** Instructions for the task **
Your reply should reproduce each record precisely as written.

──────

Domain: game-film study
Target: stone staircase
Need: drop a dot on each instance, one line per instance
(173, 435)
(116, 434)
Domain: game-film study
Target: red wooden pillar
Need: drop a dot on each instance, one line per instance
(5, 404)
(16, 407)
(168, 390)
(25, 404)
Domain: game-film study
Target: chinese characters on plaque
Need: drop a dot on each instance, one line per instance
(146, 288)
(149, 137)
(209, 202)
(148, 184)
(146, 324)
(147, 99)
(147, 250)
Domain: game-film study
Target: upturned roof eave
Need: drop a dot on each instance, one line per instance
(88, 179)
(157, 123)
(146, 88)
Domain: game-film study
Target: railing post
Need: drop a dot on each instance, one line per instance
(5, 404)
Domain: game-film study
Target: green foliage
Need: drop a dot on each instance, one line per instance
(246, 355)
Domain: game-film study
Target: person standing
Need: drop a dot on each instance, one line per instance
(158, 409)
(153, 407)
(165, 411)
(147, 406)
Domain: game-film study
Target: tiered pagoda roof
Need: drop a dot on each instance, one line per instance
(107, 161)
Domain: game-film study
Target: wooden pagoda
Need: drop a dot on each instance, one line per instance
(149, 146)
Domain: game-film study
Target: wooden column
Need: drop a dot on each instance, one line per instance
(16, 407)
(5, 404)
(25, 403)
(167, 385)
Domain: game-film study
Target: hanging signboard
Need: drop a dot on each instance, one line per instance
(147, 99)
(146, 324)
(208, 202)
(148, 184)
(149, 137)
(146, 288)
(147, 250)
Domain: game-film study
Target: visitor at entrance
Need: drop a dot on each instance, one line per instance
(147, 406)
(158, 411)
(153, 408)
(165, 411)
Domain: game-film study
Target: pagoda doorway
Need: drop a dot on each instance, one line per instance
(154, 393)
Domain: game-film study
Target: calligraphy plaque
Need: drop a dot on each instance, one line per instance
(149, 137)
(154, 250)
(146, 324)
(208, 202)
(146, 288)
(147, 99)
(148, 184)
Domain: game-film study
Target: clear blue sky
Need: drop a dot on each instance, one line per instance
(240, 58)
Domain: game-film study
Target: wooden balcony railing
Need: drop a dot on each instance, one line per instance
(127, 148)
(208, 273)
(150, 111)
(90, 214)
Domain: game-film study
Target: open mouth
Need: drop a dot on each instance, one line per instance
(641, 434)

──────

** Response to this task **
Domain: game-film study
Target: stone staircase
Need: drop a dot on each instance, one line per instance
(173, 435)
(116, 434)
Domain: game-film study
Target: red wooden pillar
Need: drop a dot on each instance, one line per instance
(5, 404)
(16, 407)
(168, 390)
(25, 404)
Domain: game-film study
Target: chinese characters on plaque
Need: drop a dot on each instance, one line per instance
(146, 288)
(149, 137)
(209, 202)
(148, 184)
(146, 324)
(147, 99)
(147, 250)
Domain: game-film study
Target: upturned roof eave
Need: drop a dot on each instance, one line per instance
(88, 179)
(157, 123)
(146, 88)
Domain: game-film study
Target: railing post
Need: drop a dot on each instance, one line per instance
(5, 404)
Domain: game-film study
Target: green foliage
Need: drop a dot on each instance, one line per instance
(246, 355)
Domain: game-film study
Target: person standing
Need: drop a dot on each instance, one line per instance
(158, 409)
(153, 407)
(165, 411)
(147, 406)
Domain: game-film study
Target: tiered pagoda roof
Need: drop a dot on each instance, one line per instance
(107, 161)
Domain: game-film study
Target: wooden pagoda
Need: drop a dot on each instance, one line per instance
(149, 146)
Domain: game-film study
Target: wooden column
Need: drop a dot on each instance, one line per instance
(16, 407)
(5, 404)
(25, 403)
(167, 385)
Domain: game-film study
Target: hanging signboard
Need: drop a dot on each instance, one line per instance
(147, 99)
(146, 324)
(208, 202)
(148, 184)
(149, 137)
(146, 288)
(147, 250)
Domain: game-film study
Target: visitor at entrance
Need: drop a dot on each instance, one line per instance
(147, 406)
(158, 411)
(153, 408)
(165, 411)
Domain: game-film study
Target: pagoda doorway
Need: drop a dot on each instance, one line per instance
(154, 393)
Domain: game-film study
Target: calligraphy plaque
Need: drop a dot on each instance, one line per instance
(149, 137)
(154, 250)
(146, 324)
(208, 202)
(146, 288)
(147, 99)
(148, 184)
Domain: game-film study
Target: clear blue sky
Need: drop a dot on each instance, one line per instance
(240, 58)
Domain: game-film study
Target: wooden balcony railing
Need: drop a dot on each instance, one line per instance
(127, 148)
(208, 273)
(150, 111)
(90, 214)
Domain: game-film study
Target: open mouth
Need: drop a dot on each instance, one line per instance
(641, 434)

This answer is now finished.